**DOCUMENT EXTRACT:**
Chester Allan Poage (July 4, 1980 – March 13, 2000) was an American man who was kidnapped, tortured, and murdered by three men in Spearfish, South Dakota, on March 13, 2000. Elijah Page, Briley Piper, and Darrell Hoadley were convicted of the torture and murder of Poage. Page and Piper were sentenced to death, while Hoadley was sentenced to life in prison. Page was executed by lethal injection on July 11, 2007, becoming the first person to be executed in South Dakota since 1947. Piper remains on death row, and is the only person left on death row in South Dakota.

Background
Chester Allan Poage was born on July 4, 1980, in Norton County, Kansas. He grew up on a farm just outside Norton, but moved with his family to Rapid City, South Dakota in 1994. In 1996, his father committed suicide, just days after his parents had filed for divorce. The family moved back to Norton, but later moved to Spearfish, South Dakota while Poage was at college. Prior to his death, Poage was attending Northwest Kansas Technical School, and was a half-year from graduating in communications technology.

Murder
On the evening of March 12, 2000, Page, Piper, and Hoadley met up with Poage at his family home in Spearfish. The four of them were friends, and had met up to play video games together. Poage's mother and sister were in Florida on vacation at the time, meaning that the house was empty. Later on, the four of them left the house, and drove in Poage's Chevrolet Blazer to the house where Page, Piper, and Hoadley were staying. Once inside, Page produced a .22 caliber pistol, which he had stolen from Poage's home, and ordered Poage to get on the floor. The three men planned to rob Poage's family home, and did not want a witness to the crime. As Poage lay on the floor, he was kicked repeatedly by Piper until he was unconscious. He was then tied up with a cord and placed in a chair. Piper put a tire iron across Poage's feet to prevent him from moving. When Poage regained consciousness, he pleaded with his attackers to let him go, but they refused. Instead, he was forced to drink beer containing crushed pills and hydrochloric acid. His ATM card was then taken from him by Page. The perpetrators then discussed their plan to murder Poage while they stood in front of him.

Poage was forced into his own vehicle, and was driven approximately seven miles to Higgins Gulch, a remote wooded area in the Black Hills. He was ordered out of the vehicle and pushed into thick snow. He was stripped naked, apart from his undershirt, shoes, and socks. Poage was then escorted downhill toward a small icy creek. During the walk, he was beaten repeatedly until he was forced to lie down in the creek, where he was attacked again. As Poage lay in the creek, he was stabbed in the neck by Page with a knife. The three men then decided it was time to kill him. Poage requested to be let into his vehicle so he could warm himself up. He said he preferred to bleed to death in the warmth, rather than freezing to death in the cold. Piper agreed to the request if he washed blood off his body first. As Poage washed himself, Piper changed his mind, and Poage was violently dragged back into the creek by the three men as they attempted to drown him. Poage was then finally killed by having rocks thrown at his head. Page later stated that he and Hoadley ended Poage's life by dropping several large rocks on his head. Piper's brief contends that he did not take part in the drowning attempt or stabbings. Piper argues that he had returned to Poage's vehicle as he was being killed. According to Piper, Hoadley was the one that threw the final rock which killed Poage, but at that point in time, Piper was not there to personally witness the murder. However, Piper allegedly admitted standing on Poage's neck to assist Hoadley in drowning him, and then reportedly stabbed Poage twice. Both Page and Hoadley admitted that they both dropped heavy rocks on Poage's head, actions which they believe are what finally killed him. Hours after the beatings first began, Poage was left for dead in the creek in the early hours of March 13. The men killed him because they did not want a witness to the robbery of his home.

**EXTRACTED INFORMATION:**
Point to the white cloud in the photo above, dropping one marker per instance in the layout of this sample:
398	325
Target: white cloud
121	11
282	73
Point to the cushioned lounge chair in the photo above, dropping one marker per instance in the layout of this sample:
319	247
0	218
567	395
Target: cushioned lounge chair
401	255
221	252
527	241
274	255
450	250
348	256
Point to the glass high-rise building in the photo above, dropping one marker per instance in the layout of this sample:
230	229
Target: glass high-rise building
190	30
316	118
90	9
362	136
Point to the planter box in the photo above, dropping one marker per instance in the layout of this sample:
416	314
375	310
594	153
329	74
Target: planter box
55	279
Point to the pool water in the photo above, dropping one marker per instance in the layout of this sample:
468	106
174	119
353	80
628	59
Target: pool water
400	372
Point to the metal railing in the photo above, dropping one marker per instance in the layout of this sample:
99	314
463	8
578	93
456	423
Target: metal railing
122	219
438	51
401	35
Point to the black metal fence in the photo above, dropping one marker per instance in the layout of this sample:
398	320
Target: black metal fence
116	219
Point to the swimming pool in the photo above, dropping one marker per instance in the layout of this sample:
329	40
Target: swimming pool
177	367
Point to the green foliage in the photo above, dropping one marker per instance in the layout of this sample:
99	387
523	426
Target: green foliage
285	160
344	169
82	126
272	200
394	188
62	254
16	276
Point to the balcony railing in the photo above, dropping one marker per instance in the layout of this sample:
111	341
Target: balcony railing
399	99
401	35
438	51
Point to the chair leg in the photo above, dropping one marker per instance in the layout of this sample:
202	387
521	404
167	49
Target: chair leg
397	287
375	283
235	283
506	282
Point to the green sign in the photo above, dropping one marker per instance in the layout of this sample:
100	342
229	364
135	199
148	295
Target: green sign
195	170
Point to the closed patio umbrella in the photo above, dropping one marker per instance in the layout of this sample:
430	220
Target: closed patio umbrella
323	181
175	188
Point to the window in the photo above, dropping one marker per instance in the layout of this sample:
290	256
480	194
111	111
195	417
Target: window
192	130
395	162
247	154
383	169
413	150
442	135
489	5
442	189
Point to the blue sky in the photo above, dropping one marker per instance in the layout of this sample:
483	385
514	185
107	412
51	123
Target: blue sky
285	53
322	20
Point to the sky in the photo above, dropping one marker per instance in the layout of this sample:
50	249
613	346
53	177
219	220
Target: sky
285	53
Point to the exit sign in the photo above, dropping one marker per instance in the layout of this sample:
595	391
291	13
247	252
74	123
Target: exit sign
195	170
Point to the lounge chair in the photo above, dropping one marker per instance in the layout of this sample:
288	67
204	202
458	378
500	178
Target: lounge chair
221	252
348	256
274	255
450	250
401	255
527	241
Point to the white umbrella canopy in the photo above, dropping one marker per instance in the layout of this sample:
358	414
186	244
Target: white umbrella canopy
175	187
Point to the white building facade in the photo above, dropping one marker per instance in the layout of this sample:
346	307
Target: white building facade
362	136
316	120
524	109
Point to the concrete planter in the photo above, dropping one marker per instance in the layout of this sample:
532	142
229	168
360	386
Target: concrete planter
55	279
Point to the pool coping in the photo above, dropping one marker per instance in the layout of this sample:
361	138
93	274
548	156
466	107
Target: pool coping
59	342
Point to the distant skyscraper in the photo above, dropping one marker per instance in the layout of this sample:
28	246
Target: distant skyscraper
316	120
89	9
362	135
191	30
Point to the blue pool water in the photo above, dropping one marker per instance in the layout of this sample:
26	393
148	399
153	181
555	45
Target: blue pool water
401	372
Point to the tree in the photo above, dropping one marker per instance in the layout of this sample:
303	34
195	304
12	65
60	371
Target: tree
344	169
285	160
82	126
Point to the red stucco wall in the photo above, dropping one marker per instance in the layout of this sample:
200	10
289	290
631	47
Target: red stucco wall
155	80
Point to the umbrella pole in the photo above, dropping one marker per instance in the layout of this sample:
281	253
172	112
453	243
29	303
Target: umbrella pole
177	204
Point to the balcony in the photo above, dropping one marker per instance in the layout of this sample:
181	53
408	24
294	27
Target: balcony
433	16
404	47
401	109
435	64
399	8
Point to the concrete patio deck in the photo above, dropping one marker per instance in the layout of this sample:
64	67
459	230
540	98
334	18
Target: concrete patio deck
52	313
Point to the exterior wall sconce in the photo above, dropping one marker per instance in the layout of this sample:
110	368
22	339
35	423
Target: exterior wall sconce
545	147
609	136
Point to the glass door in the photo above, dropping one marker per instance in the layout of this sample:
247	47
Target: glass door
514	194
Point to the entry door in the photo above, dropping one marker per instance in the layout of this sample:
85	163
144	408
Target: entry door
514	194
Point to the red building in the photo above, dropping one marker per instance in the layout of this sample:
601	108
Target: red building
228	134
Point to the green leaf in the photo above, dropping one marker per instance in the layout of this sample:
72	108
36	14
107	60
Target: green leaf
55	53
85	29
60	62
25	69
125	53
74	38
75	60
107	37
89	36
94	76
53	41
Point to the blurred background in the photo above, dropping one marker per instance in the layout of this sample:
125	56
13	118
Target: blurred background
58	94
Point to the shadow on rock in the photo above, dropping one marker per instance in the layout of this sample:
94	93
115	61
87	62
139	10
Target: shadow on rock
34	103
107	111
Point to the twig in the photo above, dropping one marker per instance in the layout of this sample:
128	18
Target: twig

**PROBLEM REQUIREMENTS:**
Write the next part of the article on the murder of Chester Allan Poage, starting right after its final sentence.

**REPLY TO THE EXERCISE:**
Aftermath
Page, Piper, and Hoadley drove away from the scene in Poage's vehicle. They returned to his house and stole several items from the family home. Page claimed Poage's vehicle, as well as a stereo system and some clothes. The men then drove to visit Piper's sister in Hannibal, Missouri, hoping they could stay with her for a while. She refused to let them stay with her, so they headed back to South Dakota. They traveled to Rapid City, where they used Poage's ATM card to withdraw cash, and also sold some of his property. The three men then split up and went their separate ways, with Piper deciding to return to his home state of Alaska.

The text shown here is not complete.